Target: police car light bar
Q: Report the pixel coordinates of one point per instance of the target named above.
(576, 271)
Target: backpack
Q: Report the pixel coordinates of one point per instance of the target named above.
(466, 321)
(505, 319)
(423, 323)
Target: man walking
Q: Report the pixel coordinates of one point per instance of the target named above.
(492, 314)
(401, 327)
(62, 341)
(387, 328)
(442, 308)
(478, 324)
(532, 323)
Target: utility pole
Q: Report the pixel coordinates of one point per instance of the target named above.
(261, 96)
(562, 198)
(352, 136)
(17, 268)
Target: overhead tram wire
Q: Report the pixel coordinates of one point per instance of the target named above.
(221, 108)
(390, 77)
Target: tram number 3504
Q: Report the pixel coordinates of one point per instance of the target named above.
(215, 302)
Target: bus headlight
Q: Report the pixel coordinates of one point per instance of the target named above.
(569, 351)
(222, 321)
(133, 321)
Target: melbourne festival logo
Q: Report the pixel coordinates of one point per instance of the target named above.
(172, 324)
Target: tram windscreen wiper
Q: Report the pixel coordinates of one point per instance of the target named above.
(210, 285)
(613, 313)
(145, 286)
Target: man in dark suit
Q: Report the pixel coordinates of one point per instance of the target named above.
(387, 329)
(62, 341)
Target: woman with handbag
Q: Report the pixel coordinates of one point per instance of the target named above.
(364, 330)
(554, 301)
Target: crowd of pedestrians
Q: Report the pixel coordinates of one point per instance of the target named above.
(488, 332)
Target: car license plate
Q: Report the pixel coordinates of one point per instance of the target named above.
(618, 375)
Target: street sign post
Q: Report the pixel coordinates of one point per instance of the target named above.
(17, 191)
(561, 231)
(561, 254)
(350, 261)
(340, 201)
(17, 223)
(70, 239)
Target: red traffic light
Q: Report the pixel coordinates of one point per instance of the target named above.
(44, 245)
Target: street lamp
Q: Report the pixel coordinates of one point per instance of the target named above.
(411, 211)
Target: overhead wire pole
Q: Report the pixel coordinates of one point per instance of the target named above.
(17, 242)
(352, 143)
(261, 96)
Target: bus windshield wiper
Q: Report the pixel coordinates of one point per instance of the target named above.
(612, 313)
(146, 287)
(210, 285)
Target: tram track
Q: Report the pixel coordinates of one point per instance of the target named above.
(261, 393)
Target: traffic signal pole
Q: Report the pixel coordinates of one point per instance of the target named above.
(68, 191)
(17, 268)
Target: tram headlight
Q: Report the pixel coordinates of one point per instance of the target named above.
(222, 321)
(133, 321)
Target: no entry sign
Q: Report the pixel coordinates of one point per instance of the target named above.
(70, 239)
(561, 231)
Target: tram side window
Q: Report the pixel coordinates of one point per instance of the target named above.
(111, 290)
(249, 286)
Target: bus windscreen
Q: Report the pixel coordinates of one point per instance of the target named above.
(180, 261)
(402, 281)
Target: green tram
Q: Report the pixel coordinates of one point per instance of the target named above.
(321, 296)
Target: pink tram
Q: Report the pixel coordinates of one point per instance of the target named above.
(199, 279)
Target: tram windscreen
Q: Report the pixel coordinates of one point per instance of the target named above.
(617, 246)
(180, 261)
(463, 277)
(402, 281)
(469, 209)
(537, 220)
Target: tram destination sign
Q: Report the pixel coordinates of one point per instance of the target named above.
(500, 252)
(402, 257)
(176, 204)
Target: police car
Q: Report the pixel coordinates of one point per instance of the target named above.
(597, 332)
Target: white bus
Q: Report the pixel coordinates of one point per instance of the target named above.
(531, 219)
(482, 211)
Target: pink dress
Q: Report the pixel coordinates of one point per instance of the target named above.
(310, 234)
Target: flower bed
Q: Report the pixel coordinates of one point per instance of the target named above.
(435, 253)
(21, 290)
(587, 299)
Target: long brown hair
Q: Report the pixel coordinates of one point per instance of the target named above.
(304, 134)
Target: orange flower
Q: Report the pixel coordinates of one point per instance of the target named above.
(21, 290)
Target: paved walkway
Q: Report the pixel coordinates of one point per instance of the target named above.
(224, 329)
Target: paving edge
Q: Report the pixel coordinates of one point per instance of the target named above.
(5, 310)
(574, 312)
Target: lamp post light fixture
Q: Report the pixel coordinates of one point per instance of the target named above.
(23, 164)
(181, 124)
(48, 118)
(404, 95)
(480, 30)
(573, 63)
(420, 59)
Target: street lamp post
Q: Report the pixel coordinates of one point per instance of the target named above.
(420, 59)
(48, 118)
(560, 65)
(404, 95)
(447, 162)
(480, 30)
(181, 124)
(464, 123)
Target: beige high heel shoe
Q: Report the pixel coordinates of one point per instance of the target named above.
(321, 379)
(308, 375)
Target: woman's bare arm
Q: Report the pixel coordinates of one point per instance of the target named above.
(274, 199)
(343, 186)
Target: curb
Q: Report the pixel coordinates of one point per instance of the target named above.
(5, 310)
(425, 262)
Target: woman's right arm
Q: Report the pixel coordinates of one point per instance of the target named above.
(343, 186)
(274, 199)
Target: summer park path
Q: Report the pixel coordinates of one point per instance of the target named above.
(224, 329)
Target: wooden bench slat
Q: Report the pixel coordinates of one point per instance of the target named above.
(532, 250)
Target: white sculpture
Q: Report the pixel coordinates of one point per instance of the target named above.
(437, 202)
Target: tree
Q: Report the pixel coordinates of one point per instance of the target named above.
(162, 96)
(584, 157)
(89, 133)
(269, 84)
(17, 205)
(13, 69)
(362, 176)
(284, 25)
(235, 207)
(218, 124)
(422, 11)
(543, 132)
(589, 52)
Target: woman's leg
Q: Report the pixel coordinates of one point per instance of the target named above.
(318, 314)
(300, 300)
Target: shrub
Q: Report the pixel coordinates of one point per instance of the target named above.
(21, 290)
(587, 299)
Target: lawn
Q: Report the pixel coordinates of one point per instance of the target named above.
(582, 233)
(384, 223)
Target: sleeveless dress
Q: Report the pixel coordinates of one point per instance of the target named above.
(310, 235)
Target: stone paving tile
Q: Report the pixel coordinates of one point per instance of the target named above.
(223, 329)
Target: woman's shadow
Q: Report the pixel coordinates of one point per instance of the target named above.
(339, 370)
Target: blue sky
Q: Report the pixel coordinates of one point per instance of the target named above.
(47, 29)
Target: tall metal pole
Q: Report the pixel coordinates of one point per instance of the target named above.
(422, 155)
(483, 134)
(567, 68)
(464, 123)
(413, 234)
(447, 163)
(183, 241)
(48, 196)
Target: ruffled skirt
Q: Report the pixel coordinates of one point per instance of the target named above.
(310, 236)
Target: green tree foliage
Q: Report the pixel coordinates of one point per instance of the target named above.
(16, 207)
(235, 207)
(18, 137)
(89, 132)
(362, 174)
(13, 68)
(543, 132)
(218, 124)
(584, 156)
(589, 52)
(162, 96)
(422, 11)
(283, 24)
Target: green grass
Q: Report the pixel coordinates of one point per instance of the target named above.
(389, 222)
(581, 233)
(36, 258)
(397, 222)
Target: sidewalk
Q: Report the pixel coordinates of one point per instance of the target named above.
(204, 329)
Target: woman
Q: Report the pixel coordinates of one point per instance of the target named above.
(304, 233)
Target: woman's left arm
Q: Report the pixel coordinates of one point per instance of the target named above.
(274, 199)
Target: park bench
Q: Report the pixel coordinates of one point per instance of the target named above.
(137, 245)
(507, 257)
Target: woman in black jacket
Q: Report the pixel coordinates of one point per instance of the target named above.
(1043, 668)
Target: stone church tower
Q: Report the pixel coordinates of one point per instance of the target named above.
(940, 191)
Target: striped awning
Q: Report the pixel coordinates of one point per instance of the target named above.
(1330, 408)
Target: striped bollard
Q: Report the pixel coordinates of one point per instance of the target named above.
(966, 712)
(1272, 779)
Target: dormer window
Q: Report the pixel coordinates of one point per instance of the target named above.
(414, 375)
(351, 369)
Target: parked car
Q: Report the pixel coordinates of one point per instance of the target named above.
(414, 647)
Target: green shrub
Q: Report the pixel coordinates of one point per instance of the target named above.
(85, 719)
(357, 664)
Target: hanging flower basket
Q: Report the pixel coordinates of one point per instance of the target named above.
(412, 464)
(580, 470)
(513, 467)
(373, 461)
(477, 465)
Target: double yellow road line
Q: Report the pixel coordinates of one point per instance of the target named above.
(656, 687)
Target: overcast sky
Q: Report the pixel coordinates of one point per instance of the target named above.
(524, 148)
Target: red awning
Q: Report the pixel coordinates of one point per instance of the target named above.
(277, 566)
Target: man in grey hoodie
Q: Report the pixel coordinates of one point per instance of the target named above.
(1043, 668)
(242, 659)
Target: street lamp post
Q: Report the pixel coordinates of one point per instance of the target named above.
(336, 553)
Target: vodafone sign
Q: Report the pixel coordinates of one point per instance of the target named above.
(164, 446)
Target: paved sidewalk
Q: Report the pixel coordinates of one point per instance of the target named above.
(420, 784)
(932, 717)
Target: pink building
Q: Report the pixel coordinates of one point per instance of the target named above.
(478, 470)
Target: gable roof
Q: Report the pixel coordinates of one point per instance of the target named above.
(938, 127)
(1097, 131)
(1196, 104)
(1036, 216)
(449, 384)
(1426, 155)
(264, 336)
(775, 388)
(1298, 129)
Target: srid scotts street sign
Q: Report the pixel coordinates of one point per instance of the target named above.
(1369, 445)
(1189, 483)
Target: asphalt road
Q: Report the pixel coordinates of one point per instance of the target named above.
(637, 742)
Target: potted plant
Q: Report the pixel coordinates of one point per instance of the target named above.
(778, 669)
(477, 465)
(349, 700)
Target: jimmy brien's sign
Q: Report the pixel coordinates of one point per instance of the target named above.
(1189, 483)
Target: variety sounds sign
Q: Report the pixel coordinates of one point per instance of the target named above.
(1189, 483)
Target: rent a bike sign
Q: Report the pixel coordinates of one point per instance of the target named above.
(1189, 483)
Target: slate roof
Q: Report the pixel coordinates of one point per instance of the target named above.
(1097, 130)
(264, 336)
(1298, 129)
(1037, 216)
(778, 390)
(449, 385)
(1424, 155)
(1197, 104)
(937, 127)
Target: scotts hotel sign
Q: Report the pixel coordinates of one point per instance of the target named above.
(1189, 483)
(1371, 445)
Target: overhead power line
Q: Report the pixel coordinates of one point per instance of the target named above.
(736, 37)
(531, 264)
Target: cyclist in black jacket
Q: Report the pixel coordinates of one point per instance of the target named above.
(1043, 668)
★ ★ ★
About this exercise
Once you find the line containing "Target: red traffic light", stop: reproduce exactly that line and every line of the data before it, and nothing else.

Reply
Target: police car light bar
Q: Report the pixel coordinates of one point per instance of the target named above.
(576, 271)
Target: backpack
Q: Report the pixel coordinates of one point per instance of the target named above.
(466, 321)
(505, 319)
(423, 323)
Target: man walking
Q: Report the pixel coordinates of one point per instance of the target named above.
(492, 314)
(401, 327)
(62, 341)
(387, 328)
(442, 308)
(478, 324)
(532, 323)
Target: utility pole
Q: Report the pixel coordinates of one point per instance of the target named above.
(261, 96)
(562, 198)
(352, 136)
(17, 268)
Target: overhead tram wire
Q: Report the pixel coordinates of one point per instance of the target named above.
(221, 108)
(390, 77)
Target: tram number 3504
Q: Report the pixel coordinates of one point per instance of the target named above.
(215, 302)
Target: bus headlight
Q: Report the pixel coordinates of one point per instance of the target named above.
(569, 351)
(222, 321)
(133, 321)
Target: melbourne festival logo
Q: Report the pixel coordinates of one point per instance of the target named above.
(172, 324)
Target: tram windscreen wiper
Q: Report the pixel coordinates of one point per instance of the target named above.
(210, 285)
(613, 313)
(145, 286)
Target: man in dark suit
Q: Report the pixel coordinates of one point per instance of the target named above.
(387, 329)
(62, 341)
Target: woman with handbag
Q: Report the pixel coordinates of one point per instance of the target named above.
(364, 330)
(554, 301)
Target: crowd of pedestrians
Q: Report the pixel coordinates of one point per instance of the target named above.
(488, 332)
Target: car license plate
Q: Report the pixel coordinates of one point per instance of the target named above.
(618, 375)
Target: street sign post
Q: Report the pixel coordinates of one point per instance of the target named above.
(17, 191)
(561, 231)
(561, 254)
(350, 261)
(340, 201)
(17, 223)
(70, 239)
Target: red traffic light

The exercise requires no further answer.